Region pointing data

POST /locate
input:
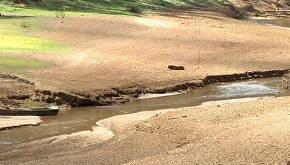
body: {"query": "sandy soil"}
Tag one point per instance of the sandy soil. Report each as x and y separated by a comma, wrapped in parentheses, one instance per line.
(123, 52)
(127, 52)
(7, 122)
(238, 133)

* * *

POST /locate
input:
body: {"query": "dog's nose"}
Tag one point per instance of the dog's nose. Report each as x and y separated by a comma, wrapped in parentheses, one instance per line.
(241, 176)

* **Requirement**
Report each line of the records that holds the word "query".

* **Answer space**
body: {"query": "sandy soil"}
body: {"query": "dog's nose"}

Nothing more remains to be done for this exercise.